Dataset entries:
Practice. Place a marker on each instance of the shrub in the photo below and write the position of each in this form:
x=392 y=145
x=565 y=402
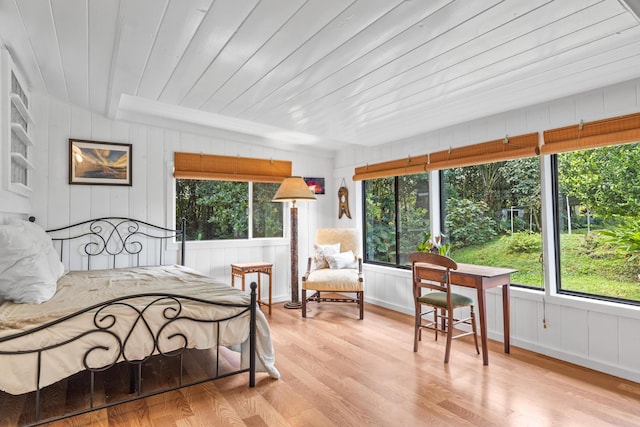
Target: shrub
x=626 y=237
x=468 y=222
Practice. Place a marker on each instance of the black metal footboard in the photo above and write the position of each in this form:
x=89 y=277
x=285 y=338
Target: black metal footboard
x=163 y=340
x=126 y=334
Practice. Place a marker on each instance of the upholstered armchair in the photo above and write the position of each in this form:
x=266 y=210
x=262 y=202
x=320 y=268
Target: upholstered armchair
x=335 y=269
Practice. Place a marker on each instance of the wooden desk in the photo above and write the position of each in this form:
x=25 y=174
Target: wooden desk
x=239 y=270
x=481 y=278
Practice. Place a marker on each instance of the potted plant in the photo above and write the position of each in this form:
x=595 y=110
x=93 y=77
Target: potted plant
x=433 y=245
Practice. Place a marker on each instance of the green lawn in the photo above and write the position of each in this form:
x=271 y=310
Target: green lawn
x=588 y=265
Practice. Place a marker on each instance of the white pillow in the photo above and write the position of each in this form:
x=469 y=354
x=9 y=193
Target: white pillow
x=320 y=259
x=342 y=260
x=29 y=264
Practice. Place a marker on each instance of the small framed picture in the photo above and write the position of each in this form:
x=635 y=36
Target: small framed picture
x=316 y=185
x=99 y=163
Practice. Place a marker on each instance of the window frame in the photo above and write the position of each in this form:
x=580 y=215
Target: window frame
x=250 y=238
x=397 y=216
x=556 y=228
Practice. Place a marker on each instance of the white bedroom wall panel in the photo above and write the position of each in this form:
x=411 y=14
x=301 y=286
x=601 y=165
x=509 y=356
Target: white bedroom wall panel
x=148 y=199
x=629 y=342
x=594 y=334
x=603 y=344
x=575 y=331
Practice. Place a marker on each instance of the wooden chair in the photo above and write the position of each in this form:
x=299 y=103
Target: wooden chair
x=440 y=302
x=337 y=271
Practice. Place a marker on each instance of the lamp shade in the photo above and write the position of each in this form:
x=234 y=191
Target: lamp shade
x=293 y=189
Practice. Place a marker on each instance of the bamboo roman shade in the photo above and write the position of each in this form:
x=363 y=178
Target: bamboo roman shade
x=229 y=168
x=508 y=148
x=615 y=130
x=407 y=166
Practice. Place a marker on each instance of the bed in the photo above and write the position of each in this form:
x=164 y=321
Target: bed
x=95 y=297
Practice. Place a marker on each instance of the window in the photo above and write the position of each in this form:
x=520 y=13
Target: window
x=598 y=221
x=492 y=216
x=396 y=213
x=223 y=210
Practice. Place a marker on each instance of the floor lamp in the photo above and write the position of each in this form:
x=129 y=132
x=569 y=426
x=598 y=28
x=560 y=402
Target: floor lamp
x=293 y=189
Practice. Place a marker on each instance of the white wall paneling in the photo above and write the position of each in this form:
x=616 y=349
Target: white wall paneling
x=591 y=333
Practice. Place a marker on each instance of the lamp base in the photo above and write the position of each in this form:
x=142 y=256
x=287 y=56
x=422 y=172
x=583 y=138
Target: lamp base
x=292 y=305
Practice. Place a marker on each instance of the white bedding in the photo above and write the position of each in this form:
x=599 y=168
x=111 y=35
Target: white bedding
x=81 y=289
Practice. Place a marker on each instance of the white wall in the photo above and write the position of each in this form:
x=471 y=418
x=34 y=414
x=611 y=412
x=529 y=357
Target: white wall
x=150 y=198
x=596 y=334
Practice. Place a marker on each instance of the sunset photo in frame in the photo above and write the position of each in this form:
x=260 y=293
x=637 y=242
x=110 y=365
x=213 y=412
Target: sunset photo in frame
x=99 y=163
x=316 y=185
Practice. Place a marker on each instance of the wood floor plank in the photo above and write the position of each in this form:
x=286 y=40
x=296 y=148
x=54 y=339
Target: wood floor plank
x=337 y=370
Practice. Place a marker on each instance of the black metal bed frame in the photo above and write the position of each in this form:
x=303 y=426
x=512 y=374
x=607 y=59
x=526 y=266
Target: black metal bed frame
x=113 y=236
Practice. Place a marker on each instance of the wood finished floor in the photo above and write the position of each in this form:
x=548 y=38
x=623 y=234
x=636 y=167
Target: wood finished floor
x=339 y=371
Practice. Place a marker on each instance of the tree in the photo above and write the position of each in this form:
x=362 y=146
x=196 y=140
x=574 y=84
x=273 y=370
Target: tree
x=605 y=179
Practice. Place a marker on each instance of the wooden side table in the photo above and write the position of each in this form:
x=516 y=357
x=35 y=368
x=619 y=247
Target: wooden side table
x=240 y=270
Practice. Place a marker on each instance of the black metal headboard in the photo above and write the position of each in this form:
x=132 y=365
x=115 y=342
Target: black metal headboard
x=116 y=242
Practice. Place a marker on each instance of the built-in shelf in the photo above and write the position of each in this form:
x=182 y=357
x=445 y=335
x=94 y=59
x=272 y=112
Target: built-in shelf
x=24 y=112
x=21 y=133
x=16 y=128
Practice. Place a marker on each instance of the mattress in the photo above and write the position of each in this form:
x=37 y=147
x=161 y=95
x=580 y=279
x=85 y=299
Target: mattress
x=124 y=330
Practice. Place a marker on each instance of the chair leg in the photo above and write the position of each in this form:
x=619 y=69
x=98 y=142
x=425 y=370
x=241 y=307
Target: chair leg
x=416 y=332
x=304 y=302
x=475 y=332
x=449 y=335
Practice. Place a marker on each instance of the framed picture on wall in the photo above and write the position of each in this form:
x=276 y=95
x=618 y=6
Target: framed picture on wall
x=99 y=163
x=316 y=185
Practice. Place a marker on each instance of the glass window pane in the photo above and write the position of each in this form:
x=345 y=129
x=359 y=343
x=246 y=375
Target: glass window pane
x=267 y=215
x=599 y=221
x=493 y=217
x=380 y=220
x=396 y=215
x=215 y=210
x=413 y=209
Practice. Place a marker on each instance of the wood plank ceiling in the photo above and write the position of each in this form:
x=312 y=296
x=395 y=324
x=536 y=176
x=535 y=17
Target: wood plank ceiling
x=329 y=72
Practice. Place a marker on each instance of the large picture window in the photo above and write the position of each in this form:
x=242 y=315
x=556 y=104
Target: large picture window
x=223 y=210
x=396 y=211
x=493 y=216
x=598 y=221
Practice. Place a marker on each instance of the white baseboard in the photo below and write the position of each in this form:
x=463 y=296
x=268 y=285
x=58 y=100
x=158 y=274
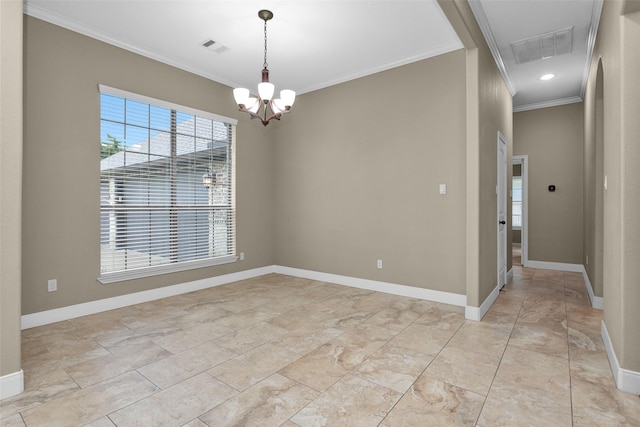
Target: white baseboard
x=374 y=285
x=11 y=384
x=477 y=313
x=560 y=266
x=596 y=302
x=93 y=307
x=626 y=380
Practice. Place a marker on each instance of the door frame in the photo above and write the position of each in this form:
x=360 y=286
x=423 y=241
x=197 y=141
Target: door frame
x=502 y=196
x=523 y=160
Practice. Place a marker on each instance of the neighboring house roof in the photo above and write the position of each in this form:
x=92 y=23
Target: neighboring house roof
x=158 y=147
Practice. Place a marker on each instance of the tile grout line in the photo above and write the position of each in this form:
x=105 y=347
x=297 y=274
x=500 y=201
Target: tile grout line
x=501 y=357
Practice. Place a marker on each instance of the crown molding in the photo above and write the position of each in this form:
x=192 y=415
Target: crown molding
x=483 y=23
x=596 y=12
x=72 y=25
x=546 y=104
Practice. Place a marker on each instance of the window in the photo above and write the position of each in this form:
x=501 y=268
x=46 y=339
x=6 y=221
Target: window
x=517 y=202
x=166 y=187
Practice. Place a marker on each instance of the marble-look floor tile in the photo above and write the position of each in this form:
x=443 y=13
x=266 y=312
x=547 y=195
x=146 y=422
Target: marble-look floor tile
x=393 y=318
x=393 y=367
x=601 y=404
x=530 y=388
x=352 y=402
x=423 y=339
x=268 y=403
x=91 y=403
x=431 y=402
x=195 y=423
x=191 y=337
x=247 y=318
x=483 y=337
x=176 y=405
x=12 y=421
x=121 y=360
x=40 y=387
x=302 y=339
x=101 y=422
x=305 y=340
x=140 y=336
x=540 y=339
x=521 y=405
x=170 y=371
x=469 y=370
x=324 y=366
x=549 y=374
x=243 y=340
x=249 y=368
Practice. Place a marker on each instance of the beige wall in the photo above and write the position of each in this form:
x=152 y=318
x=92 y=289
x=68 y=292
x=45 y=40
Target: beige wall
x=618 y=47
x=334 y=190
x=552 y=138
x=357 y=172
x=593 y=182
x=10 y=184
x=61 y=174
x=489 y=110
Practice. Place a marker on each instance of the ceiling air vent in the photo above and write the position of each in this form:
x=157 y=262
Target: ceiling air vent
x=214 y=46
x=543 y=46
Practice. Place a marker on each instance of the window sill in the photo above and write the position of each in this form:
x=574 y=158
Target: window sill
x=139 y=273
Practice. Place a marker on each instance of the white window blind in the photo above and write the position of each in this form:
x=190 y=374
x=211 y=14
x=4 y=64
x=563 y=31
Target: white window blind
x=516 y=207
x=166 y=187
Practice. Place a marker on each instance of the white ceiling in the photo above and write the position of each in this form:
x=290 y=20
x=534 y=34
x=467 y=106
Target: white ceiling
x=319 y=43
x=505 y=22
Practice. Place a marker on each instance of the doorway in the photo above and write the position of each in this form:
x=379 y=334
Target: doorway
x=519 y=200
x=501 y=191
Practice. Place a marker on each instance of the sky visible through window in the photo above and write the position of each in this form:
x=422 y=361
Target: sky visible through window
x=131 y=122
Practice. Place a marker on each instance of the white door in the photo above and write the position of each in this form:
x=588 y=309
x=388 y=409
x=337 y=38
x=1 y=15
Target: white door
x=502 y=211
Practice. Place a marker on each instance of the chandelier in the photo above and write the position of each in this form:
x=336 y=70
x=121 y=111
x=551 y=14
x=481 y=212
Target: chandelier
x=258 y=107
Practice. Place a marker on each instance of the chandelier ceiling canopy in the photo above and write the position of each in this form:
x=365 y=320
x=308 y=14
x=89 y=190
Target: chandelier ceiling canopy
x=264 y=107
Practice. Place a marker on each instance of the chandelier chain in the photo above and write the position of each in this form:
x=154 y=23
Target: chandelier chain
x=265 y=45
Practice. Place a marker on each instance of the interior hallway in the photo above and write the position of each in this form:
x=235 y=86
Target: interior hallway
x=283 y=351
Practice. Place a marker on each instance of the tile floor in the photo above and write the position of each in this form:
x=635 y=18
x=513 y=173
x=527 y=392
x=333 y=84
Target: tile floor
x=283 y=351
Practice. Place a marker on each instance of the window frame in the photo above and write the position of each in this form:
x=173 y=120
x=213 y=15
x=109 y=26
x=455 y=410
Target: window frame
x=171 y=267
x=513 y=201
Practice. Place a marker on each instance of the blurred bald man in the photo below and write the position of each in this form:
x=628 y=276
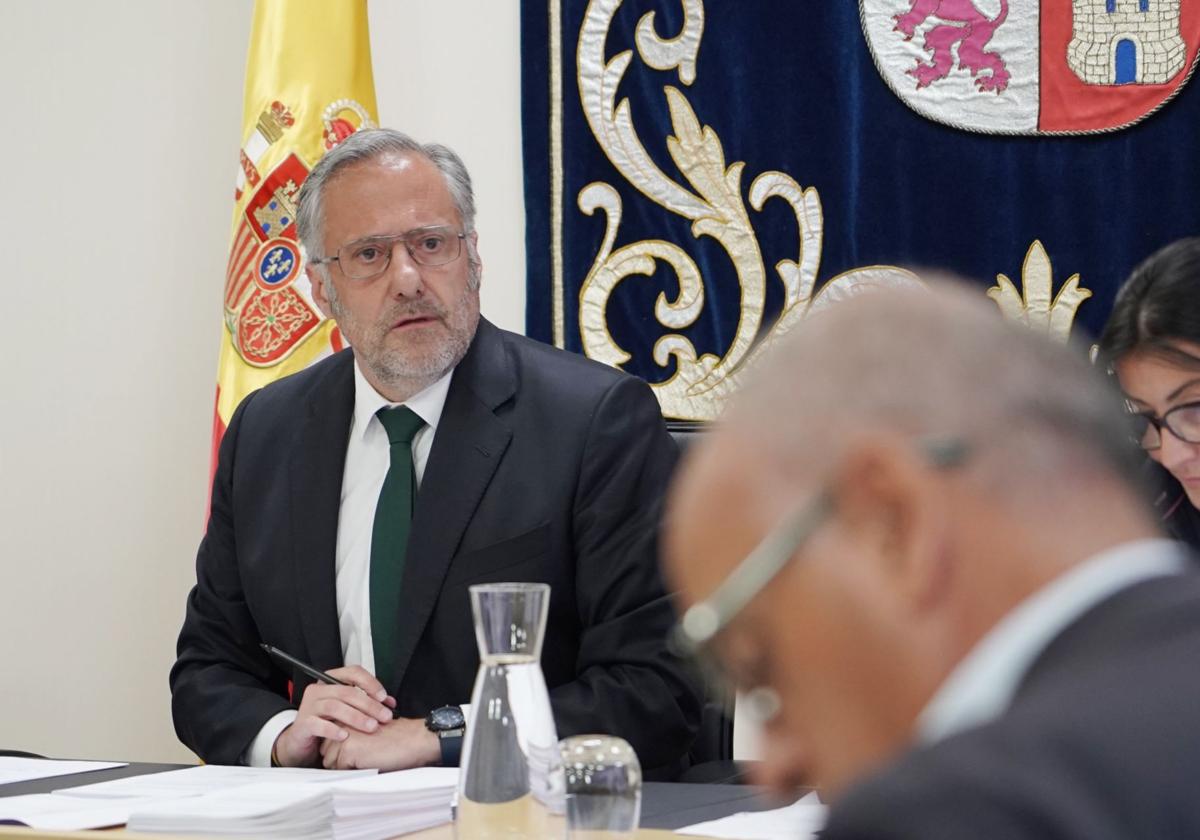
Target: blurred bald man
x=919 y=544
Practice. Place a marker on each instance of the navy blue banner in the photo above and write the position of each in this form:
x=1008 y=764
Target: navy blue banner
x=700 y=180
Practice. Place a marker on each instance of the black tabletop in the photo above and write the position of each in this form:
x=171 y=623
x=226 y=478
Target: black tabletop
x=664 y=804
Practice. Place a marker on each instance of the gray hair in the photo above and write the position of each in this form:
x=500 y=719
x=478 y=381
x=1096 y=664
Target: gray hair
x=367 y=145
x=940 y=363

Activity: Begin with the first line of the records and repeat every line up to the one with "Practice. Place a marker on each instance of the wooden chair", counting that line too. Pictures are not part of the copy.

The completed task:
Practice. Place a marker on each instance of the shrub in the photo below and write the position of each in this form:
x=392 y=145
x=565 y=402
Target: shrub
x=626 y=237
x=468 y=222
Practice. Place a marker on each instance of the black metal footboard in the photo above and write the position of each in this form:
x=89 y=277
x=285 y=338
Target: black metal footboard
x=163 y=340
x=126 y=334
Practice. Place a marker on each instance of the upholstered armchair in the photo above and write the position of each in this form:
x=266 y=210
x=262 y=202
x=320 y=268
Target: upholstered armchair
x=335 y=269
Practice. Place a marker on each instance of the wooden desk in the photo above and write the position of each in this form:
x=25 y=174
Target: wooden desk
x=239 y=270
x=481 y=278
Practice. Place a marker on each instance of the potted plant in the photo above and write the position of each in this form:
x=595 y=110
x=93 y=77
Target: potted plant
x=433 y=245
Practice. Place a marker on each instance of the green lawn in the photo above and write the position of each in this form:
x=271 y=310
Target: green lawn
x=588 y=265
Practice. Place a marker on each instance of the white pillow in the photo above and write the position of each in this form:
x=469 y=354
x=9 y=193
Target: white pillow
x=320 y=259
x=342 y=260
x=29 y=264
Practice. Place a marker on each instance of the small framed picture in the photo above and write the position of each in this form:
x=635 y=36
Target: small framed picture
x=316 y=185
x=99 y=163
Practice. Place a marker on each instance of the window frame in the photo above and write the position of each in this form:
x=580 y=215
Target: window frame
x=250 y=238
x=397 y=216
x=556 y=228
Practice. Place a marker on each instance of the white bedroom wall panel in the photo above and write the position of each in this form:
x=411 y=14
x=301 y=286
x=601 y=165
x=509 y=356
Target: white bedroom wall panel
x=148 y=199
x=629 y=342
x=594 y=334
x=603 y=344
x=575 y=331
Practice. Place a marker on each instance of the wooden chair in the photo above and write the position of each in this form:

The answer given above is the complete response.